QUOTED PASSAGE:
#####

[Dixielandjazz] Pieces of Jazz History Head to Auction Block

Robert S. Ringwald robert at ringwald.com
Fri Jan 21 19:32:10 PST 2005


      Pieces of Jazz History Head to Auction Block
      By BEN RATLIFF

        There is Charlie Parker's King alto saxophone, with mother-of-pearl
keys, his primary horn in the 1950's. There is Benny Goodman's clarinet, 
John
Coltrane's soprano and tenor saxophones, Gerry Mulligan's baritone. 
Thelonious
Monk's tailored jacket. A ribald 27-page letter from Louis Armstrong to his
manager. One of Ornette Coleman's notebooks from the late 1950's, with his
practice exercises and, on one of the last pages, one of his greatest 
compositions,
"Focus on Sanity," written in pencil. Home movies of Coltrane shoveling snow
outside his house in Philadelphia in the late 1950's. Charlie Parker concert
recordings made by his wife, Chan, and high school book reports by Monk.
      On Feb. 20 at the Allen Room in Jazz at Lincoln Center's Rose Hall,
Guernsey's Auction House will put all these items, and many others, on the 
block
at a special jazz auction. Previews will be held on Feb. 18 and 19, but
Guernsey's would not estimate how much the auction will make.
      "It would be folly to try to come up with a number," said Guernsey's
owner, Arlan Ettinger. Very few of the lots have reserves - the secret 
minimum
prices agreed upon by the sellers and the house. Nor is the house listing
estimates in its catalog.

#####

LISTED ENTRIES:
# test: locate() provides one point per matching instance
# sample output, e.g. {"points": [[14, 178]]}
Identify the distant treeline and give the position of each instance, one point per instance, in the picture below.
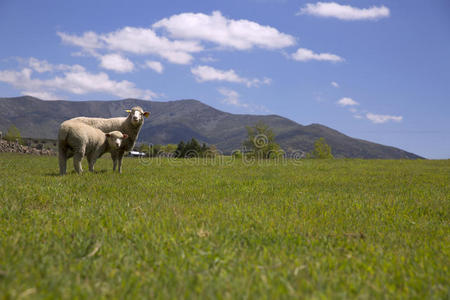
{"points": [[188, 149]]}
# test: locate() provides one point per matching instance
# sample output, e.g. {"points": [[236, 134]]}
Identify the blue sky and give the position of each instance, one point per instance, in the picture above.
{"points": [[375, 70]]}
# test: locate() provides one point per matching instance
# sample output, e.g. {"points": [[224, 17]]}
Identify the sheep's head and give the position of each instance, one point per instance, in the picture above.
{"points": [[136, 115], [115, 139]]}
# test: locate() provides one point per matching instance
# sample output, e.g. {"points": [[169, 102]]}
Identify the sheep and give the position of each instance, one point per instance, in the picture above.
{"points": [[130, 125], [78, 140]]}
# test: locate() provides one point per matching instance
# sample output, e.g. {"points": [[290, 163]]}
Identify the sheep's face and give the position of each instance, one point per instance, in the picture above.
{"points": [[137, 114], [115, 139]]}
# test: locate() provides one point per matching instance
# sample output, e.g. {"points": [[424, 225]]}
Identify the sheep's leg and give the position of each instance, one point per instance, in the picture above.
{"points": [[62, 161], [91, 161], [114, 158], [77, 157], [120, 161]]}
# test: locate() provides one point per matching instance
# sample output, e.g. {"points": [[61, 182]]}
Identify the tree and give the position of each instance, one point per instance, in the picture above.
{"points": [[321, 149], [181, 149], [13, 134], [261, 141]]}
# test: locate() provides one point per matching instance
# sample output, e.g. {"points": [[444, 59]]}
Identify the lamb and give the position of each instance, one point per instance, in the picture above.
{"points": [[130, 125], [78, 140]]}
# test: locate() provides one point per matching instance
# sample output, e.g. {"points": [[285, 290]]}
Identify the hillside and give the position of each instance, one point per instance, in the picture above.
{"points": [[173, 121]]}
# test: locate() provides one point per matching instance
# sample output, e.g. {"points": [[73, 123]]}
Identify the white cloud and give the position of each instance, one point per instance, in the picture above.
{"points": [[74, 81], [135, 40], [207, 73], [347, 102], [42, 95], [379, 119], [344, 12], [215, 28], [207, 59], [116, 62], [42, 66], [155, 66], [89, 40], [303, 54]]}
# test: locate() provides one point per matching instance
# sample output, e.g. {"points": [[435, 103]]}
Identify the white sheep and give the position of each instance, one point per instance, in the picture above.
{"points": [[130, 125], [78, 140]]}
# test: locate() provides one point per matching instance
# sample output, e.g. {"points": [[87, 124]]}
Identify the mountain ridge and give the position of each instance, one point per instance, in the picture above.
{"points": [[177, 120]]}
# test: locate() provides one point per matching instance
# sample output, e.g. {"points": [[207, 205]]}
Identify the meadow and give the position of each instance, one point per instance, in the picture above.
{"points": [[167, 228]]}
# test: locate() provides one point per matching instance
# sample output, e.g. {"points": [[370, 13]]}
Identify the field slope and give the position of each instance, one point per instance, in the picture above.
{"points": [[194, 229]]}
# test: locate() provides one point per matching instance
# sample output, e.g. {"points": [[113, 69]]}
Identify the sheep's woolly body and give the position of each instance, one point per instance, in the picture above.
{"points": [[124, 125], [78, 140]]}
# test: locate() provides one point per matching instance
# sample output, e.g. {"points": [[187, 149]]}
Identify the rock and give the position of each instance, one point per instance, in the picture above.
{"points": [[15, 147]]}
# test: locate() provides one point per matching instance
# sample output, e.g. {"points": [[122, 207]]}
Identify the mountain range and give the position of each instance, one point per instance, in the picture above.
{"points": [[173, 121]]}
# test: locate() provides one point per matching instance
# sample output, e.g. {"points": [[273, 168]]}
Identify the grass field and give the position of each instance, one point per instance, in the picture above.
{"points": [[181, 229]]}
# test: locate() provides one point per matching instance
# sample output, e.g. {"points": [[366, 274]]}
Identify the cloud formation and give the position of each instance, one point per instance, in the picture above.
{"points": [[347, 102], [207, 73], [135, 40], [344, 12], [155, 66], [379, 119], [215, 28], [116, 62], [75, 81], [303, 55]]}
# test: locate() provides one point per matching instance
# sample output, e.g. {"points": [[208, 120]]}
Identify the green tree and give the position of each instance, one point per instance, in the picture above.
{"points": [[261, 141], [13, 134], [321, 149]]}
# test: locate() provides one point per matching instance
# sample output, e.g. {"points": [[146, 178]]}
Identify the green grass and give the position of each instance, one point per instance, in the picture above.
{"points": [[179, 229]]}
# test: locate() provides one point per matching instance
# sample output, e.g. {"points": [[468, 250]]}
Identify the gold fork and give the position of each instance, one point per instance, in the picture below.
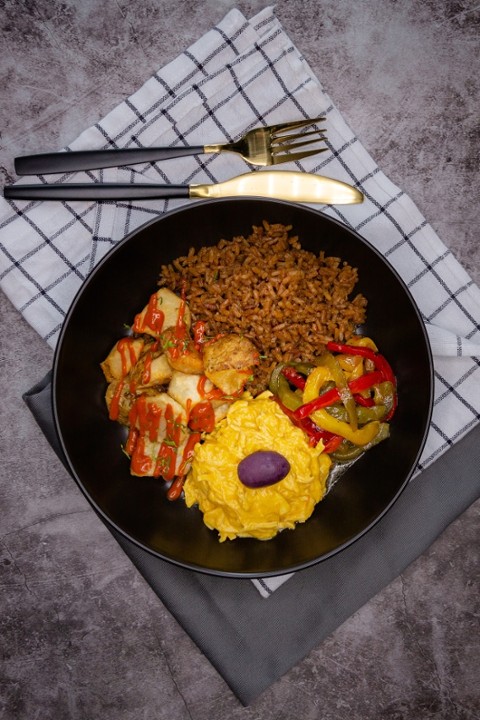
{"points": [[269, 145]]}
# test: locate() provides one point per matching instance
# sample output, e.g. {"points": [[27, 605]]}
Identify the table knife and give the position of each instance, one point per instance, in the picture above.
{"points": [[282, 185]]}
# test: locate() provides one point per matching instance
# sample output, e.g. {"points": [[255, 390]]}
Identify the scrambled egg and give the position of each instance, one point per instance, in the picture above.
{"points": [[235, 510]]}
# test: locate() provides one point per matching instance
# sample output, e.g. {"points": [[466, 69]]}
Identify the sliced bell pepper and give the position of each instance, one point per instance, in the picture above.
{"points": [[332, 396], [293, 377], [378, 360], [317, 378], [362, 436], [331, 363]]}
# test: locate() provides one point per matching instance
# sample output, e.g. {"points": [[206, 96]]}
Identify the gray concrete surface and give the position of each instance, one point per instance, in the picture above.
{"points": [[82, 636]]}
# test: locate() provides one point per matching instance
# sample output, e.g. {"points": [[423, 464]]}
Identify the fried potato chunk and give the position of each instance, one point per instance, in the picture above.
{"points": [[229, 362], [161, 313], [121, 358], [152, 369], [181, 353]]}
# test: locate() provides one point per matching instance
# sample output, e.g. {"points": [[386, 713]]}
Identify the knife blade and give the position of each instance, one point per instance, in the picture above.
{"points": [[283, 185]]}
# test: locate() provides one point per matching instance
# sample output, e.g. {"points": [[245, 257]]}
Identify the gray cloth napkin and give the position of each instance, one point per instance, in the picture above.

#####

GOAL 1: Check each statement below against the jazz auction article and answer yes or no, quoting the words from the article that settle it. (a) The auction will be held on Feb. 20 in the Allen Room. (b) Guernsey's offered an estimate of the auction's total. (c) "Focus on Sanity" was written in ink in the Ornette Coleman notebook.
GOAL 2: Extend the jazz auction article beyond its last sentence.

EXERCISE ANSWER 1:
(a) Yes: "On Feb. 20 at the Allen Room"
(b) No: "Guernsey's would not estimate how much the auction will make."
(c) No: "written in pencil."

EXERCISE ANSWER 2:
      Jazz artifacts have been auctioned before, through Christie's and
Sotheby's, but there has been no single auction of this size entirely 
dedicated to
jazz. And though there have been jazz collectors of one kind or another 
since
the 1930's, it seems to have taken many of the families of jazz's royalty 
this
long to dislodge the once mundane items, long buried in closets, that now
have great value not only to jazz aficionados but also to the larger 
community of
collectors.
      But just because these memorabilia are now turning up at a public
auction does not mean they will end up in public hands, at least not right 
away.
      Instruments and sheet music have entered the collections of
institutions like the Smithsonian and the Institute of Jazz Studies at 
Rutgers University
- the country's greatest academic center for jazz studies - which preserve
them and make them available for scholars. (The city of Kansas City, Mo., 
owns
one of Parker's plastic alto saxophones, sold at auction by Sotheby's in 
1995
for around $140,000, and it has become the centerpiece of the town's 
American
Jazz Museum. The University of Wisconsin owns the bass that belonged to the
great Ellington bassist Jimmy Blanton and occasionally lets students play 
it.)
But institutions, which have limited budgets and often rely on donations by 
the
artists' families to acquire material, may not have the money to buy many of
the items at Guernsey's auction.
      Instead the pieces may be bought by collectors of modest means who
dearly cling to their scraps of history, perhaps without giving them proper 
care.
Or they might be acquired by wealthy collectors who eventually lose interest
in them and, after death, release them to museums.
      "If I were to guess," Mr. Ettinger said, "sooner or later, the 
majority
of this material will end up in museums. But it could take a decade."
      In the Smithsonian's collection lie reams of unpublished Duke 
Ellington
music, Lionel Hampton's vibraphone and Ella Fitzgerald's entire archive,
among thousands of other items. In nearly every case, the material was 
donated.
      "We'd love to have some of these things in this auction," said John
Edward Hasse, the Smithsonian's curator of American music. "But we don't get 
a
penny from the federal budget for acquisitions. So we rely heavily on the 
good
will, generosity and public spiritedness of musicians and their families."
      Alice Coltrane, the widow of John Coltrane, is the source for much of
the Coltrane material in the auction, including the saxophones and 
paperwork.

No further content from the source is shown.